### やること:
ジモティーの社員へのインタビューの本文を、最後の文の後から書き進めてください。

### 本文:
┌──
橋本:いえいえ。ジモティーはユーザーから一切手数料を取っていません。広告収益で運営しているサービスなんです。
――めちゃくちゃ良心的ですね。なんだか私も使ってみたくなってきました。
ジモティーが地域の絆を再構築する
▲ペットの里親募集やサークル・コミュニティなどのメンバー募集、イベントの告知など、ジモティーで出品されているサービスは驚くほど多種多様だ。画像はジモティー公式サイト(http://jmty.jp/)より。
――橋本さんは、なぜジモティーに入社されたんですか?
橋本:ジモティーへの入社には、自分が持っていた「世の中にとって何かプラスになる仕事がしたい」という考えがかなり影響しています。
――その考えは、橋本さんがエンジニアになったばかりの頃から持っていたんですか?
橋本:いえ、昔はどちらかというと「自分のスキルをもっと磨きたい」という気持ちの方が強かったです。でも、結婚して子どもが生まれてから「自分の技術を磨くだけではなく、子どもに何かを残してあげなければ」と思うようになりました。
――ジモティーのどのような部分に「子どものためになる」要素があるのでしょうか?
橋本:順を追って説明すると、現代の日本人の人間関係って希薄になっているなと私は感じているんです。たとえば、ご近所さん同士のつながりが昔と比べるとどんどん弱くなっていますよね。一方で、SNS上のコミュニケーションは深くつながり過ぎている状態になっています
――たしかにそうですね。「SNS疲れ」みたいな言葉も、最近よく聞くようになりましたし。
橋本:そうそう。たとえばSNS上でフォロワーがたくさんいる人はよくあることだと思うんですけど、書いた内容に対する相手の反応を気にして、だんだんと無難な投稿しかできなくなってしまったりするじゃないですか。
それって、なんだか息苦しいですし違和感のある人間関係だと思ったんです。そうではなく、かつての日本がそうだったように、地域の情報をベースとした緩やかなつながりができれば、人と人とのコミュニケーションってもっと心地よくなるし素敵になるだろうなと考えたんですね。
└──
### 資料:
┌──
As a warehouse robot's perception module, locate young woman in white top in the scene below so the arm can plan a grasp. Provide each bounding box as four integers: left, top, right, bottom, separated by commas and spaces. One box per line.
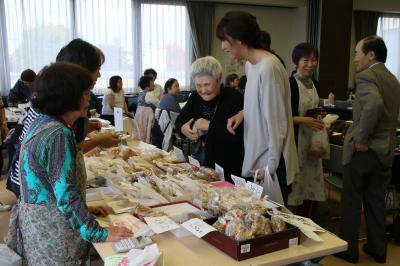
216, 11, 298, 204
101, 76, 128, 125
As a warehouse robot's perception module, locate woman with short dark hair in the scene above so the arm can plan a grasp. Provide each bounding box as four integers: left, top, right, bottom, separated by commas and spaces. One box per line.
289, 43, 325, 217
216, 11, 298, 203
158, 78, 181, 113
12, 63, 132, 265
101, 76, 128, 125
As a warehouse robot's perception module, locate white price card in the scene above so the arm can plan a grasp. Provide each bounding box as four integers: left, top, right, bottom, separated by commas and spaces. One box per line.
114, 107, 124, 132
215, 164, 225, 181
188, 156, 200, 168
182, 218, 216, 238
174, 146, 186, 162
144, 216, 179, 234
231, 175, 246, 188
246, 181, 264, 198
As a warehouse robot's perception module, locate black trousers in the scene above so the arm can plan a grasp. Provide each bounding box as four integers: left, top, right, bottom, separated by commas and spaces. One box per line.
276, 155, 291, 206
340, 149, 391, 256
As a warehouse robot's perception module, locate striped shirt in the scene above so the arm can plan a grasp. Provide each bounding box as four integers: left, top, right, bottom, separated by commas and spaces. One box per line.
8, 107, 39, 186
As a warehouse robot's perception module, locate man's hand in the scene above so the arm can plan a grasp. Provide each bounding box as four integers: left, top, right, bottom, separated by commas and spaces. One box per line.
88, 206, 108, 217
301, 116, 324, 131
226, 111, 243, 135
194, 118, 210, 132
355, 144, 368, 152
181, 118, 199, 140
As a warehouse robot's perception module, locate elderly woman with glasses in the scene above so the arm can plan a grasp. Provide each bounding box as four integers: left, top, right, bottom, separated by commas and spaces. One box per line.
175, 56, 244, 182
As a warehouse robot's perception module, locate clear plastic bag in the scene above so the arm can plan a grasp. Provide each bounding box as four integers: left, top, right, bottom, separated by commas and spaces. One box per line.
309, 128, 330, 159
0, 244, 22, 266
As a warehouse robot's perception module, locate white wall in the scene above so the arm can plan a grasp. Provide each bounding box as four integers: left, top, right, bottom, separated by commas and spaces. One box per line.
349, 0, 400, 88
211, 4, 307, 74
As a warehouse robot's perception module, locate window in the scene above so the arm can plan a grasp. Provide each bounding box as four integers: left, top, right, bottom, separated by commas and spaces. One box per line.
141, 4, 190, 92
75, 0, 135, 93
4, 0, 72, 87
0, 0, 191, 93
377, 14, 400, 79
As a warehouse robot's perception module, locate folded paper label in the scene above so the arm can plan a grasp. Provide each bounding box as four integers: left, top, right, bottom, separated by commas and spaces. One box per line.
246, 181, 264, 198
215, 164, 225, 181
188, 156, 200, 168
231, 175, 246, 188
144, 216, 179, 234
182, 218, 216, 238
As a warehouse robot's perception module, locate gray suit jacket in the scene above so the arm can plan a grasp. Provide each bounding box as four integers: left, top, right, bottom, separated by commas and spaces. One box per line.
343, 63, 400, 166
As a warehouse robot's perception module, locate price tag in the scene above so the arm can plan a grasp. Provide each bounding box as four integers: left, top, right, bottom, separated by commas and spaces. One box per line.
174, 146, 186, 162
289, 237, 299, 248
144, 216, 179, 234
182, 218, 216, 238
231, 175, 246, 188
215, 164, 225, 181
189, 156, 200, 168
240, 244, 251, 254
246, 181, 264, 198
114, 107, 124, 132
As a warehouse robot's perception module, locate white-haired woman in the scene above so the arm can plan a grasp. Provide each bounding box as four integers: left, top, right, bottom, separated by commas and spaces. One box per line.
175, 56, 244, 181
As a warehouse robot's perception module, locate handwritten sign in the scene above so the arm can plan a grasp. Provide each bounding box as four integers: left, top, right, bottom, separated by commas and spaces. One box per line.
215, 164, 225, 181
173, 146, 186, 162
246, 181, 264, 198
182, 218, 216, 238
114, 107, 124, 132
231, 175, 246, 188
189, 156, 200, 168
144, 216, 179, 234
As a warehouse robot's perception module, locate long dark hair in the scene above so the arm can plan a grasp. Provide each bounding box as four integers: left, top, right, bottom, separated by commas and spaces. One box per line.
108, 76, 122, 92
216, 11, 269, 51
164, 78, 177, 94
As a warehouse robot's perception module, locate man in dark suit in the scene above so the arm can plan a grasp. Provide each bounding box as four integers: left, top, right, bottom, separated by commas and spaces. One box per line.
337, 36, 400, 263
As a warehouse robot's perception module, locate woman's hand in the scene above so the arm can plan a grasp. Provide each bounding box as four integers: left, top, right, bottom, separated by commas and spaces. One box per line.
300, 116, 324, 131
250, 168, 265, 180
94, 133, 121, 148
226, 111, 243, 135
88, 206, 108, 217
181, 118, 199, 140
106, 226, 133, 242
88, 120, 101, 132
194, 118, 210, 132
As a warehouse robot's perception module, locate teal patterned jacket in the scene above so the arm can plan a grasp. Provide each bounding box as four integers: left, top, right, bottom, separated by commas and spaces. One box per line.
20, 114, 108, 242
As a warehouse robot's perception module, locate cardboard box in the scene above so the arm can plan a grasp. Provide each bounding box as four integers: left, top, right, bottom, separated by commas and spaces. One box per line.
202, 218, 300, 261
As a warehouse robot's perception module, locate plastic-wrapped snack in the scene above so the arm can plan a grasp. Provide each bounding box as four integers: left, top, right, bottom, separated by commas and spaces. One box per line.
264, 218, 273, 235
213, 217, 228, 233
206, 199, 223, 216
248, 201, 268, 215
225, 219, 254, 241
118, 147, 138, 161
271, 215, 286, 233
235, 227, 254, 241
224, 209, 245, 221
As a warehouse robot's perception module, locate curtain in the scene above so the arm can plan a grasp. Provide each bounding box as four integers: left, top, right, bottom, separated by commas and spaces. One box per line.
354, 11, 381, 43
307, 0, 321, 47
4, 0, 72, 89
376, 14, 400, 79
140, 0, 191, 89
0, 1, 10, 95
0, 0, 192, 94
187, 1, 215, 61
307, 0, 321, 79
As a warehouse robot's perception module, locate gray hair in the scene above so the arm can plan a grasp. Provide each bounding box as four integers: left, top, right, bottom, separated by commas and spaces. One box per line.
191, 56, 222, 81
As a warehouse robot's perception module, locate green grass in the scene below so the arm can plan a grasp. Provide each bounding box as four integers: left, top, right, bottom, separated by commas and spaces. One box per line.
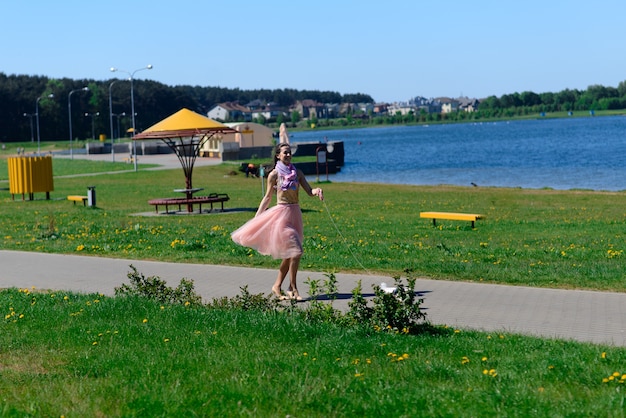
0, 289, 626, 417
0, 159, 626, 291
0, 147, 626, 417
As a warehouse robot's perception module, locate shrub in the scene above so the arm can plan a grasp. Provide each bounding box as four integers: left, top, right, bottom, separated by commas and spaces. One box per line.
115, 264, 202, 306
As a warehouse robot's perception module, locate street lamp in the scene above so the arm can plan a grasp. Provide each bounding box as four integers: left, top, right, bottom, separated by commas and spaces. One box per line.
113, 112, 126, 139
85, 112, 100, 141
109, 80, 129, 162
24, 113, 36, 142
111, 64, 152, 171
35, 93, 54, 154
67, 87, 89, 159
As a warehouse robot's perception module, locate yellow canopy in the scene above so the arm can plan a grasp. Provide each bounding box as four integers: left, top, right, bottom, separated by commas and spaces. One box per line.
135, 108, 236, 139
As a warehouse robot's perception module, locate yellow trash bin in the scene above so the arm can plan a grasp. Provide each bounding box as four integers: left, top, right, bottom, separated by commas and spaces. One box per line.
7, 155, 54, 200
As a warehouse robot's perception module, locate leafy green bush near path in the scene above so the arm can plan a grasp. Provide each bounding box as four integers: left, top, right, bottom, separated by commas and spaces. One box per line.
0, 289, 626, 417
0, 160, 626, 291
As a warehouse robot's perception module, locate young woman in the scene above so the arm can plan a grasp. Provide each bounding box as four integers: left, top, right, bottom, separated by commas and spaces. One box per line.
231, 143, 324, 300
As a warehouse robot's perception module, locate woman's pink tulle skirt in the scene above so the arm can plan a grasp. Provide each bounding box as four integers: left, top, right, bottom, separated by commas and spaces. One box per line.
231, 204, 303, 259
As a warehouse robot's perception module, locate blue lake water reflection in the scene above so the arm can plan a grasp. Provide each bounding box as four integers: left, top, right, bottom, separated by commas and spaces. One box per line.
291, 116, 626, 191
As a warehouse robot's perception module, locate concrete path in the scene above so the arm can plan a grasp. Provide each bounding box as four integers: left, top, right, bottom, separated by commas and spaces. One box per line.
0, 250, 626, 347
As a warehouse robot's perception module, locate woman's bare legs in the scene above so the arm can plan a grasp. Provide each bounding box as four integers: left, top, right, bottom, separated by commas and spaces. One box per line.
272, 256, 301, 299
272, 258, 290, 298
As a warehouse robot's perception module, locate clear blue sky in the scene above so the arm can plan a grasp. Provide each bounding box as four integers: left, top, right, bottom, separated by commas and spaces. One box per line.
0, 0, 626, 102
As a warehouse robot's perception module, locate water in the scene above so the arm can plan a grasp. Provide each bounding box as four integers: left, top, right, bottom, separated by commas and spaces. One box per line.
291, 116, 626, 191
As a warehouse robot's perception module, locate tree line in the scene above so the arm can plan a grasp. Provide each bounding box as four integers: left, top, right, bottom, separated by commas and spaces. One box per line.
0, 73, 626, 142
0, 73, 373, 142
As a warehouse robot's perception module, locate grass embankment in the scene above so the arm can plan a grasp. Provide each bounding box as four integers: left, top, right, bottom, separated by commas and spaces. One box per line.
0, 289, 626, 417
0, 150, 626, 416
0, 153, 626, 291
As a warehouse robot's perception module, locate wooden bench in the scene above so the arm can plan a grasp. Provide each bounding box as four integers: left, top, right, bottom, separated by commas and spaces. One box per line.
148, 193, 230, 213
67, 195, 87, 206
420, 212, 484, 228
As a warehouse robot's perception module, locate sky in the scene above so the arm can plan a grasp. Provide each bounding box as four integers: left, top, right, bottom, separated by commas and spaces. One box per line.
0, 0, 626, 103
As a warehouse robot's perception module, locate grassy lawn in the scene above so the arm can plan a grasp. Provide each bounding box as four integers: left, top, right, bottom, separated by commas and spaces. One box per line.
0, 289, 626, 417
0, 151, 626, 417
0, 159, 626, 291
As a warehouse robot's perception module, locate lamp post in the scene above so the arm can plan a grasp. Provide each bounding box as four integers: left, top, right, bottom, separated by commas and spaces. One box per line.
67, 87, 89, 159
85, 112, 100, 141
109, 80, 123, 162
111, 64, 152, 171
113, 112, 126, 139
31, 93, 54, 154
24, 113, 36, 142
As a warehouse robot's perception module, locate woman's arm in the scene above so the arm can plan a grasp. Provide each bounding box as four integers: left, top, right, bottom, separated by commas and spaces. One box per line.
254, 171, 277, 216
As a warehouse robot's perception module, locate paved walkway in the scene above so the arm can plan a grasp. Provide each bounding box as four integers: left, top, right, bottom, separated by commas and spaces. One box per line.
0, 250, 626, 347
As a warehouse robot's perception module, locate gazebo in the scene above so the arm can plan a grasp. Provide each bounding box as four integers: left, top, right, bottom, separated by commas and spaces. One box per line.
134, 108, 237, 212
└──
### 結果:
――「地域の情報をベースとした緩やかなつながり」。なるほど、それがジモティーに興味を持った理由だと。
橋本:そうなんです。ジモティーというサービスを通じて「地域」というコミュニティの再構築がしたかったんですね。それが実現すれば、自分の子どもにとっても、きっとプラスの影響があるだろうと考えました。
取り引きの1つひとつにドラマがある
▲ミーティング中のエンジニアチーム。雰囲気の良さが、その表情から伝わってくる。
――ジモティーをきっかけにして、その地域のコミュニケーションが活性化された事例はありますか?
橋本:実は最近、自分自身がユーザーとしてそういう体験をしました。
先日、私は引っ越しをしたんです。それで、古いものを誰かに譲ろうと思って0円でジモティーに出品してみると、なんとすぐ近くに住んでいる人が「欲しいです」と書きこんでくれて。それを機につながりができました。
――それはすごい! 近くに住んでいる方でも、そういう機会がないと会話することなんて滅多にないものですよね。
橋本:そうなんです。ちなみに余談ですが、そのときは「家具を0円で頂いたので、代わりにフルーツいりますか?」と言ってもらえて、フルーツを頂きました(笑)。
――ほほえましい(笑)。
橋本:他にも、小さいお子さんのいらっしゃる家族同士が子ども用の服やオモチャなどをジモティーでゆずり合い、それが縁で友人になったという話も聞きます。
それから、ある地域で使われなくなったお神輿をジモティーに掲載したところ、隣町に新しくできたマンションの組合の方々が「貰いたいです」と書きこんで、話しが盛り上がって、一緒に譲渡式をやることになったりとか。
――取り引きの1つひとつにドラマがあるんですね。
橋本:他にも、数えきれないほどそういった事例がありますよ。
――なんだか不思議ですね。ジモティーを通じて、かつて日本にあった「ご近所付き合い」が再構築されているというか。
橋本:そうですね。これは、他のEC系サイトにはない、地域に特化したジモティーだからこその特徴だと思います。
ちょっと話が変わりますが、昔の日本では町内の「世話焼き係」みたいな人が仲介に立って、人と人を会わせたり、何かをゆずったりもらったりという光景が当たり前のようにあったじゃないですか。
それに近い役割をジモティーが担っているのかもしれないですね。
ジモティーを社会のインフラにしたい
――ジモティーをこれからどのようなサービスに育てていきたいですか?
橋本:私たちは、ジモティーを最終的に「社会のインフラ」にしたいと思っています。ガスや水道と同じように「日本全国どこでも、ジモティーをひねれば欲しい情報が出てくる」状態を実現したいです。
――インフラになる、というのはすごい目標ですね。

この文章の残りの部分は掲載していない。